** DATA RECORDS **
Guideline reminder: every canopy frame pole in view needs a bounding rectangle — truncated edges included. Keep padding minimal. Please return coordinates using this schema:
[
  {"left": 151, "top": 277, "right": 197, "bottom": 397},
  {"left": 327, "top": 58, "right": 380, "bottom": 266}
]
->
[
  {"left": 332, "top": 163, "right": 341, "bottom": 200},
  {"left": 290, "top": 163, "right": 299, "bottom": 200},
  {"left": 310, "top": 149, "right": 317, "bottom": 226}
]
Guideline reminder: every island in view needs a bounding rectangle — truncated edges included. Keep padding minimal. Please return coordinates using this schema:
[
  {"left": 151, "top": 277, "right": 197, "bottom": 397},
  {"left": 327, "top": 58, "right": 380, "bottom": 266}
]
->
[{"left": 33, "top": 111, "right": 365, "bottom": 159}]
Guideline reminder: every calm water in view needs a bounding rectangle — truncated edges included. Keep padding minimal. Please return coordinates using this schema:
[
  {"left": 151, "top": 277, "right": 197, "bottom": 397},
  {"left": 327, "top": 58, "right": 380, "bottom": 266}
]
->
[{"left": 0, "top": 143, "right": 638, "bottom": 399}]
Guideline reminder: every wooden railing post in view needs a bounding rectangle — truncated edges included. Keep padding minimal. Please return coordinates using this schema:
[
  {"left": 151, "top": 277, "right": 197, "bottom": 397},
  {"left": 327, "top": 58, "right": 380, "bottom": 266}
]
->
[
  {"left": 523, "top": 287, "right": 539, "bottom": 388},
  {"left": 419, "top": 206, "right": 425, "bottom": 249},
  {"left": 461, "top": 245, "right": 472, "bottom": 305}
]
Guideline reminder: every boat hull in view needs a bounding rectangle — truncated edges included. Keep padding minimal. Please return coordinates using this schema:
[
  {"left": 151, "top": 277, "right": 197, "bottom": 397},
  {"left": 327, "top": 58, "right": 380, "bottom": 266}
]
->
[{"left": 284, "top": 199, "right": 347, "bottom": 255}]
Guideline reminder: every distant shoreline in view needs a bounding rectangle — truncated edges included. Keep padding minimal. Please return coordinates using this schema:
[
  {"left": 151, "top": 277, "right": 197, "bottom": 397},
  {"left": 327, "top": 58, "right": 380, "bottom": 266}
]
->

** PROBLEM DETAILS **
Extract, word for word, each line of the listing above.

** CORRECT OUTPUT **
Guideline reminder: every canopy frame pole in view needs a bounding rectangle — truncated edges included. Keep padding minimal. Please return coordinates using this schema:
[
  {"left": 151, "top": 277, "right": 197, "bottom": 397},
  {"left": 327, "top": 58, "right": 380, "bottom": 266}
]
->
[
  {"left": 332, "top": 163, "right": 341, "bottom": 200},
  {"left": 290, "top": 163, "right": 299, "bottom": 200},
  {"left": 310, "top": 149, "right": 317, "bottom": 226}
]
Guideline reminder: every island in view needs a bounding rectangle — truncated edges included. Keep padding minimal. Please return coordinates using this schema:
[
  {"left": 151, "top": 277, "right": 197, "bottom": 397},
  {"left": 327, "top": 58, "right": 380, "bottom": 266}
]
->
[{"left": 33, "top": 111, "right": 365, "bottom": 159}]
Guideline reminder: every calm water in view needs a bounding rectangle — truncated edges included. Keep padding minimal. Please return coordinates using this schema:
[
  {"left": 151, "top": 277, "right": 197, "bottom": 397},
  {"left": 327, "top": 58, "right": 380, "bottom": 266}
]
->
[{"left": 0, "top": 143, "right": 638, "bottom": 399}]
Guideline reminder: every wooden railing post in view needs a bounding rectangle — truncated edges included. Keep padding minimal. Please return coordinates using this schema:
[
  {"left": 151, "top": 277, "right": 197, "bottom": 397},
  {"left": 327, "top": 58, "right": 380, "bottom": 266}
]
->
[
  {"left": 523, "top": 287, "right": 539, "bottom": 388},
  {"left": 419, "top": 206, "right": 425, "bottom": 249},
  {"left": 461, "top": 245, "right": 472, "bottom": 305}
]
Guideline reminder: every boat hull in view needs a bounding rectangle — truncated edges included. Keep padding minimal. Please return coordinates using this schema:
[
  {"left": 151, "top": 277, "right": 197, "bottom": 397},
  {"left": 327, "top": 58, "right": 380, "bottom": 266}
]
->
[{"left": 284, "top": 199, "right": 347, "bottom": 255}]
Guideline reminder: every distant shoreline in view needs a bounding rectangle — truncated edges included. Keep padding minimal. Please return coordinates using this schema:
[
  {"left": 151, "top": 277, "right": 197, "bottom": 397},
  {"left": 327, "top": 58, "right": 380, "bottom": 266}
]
->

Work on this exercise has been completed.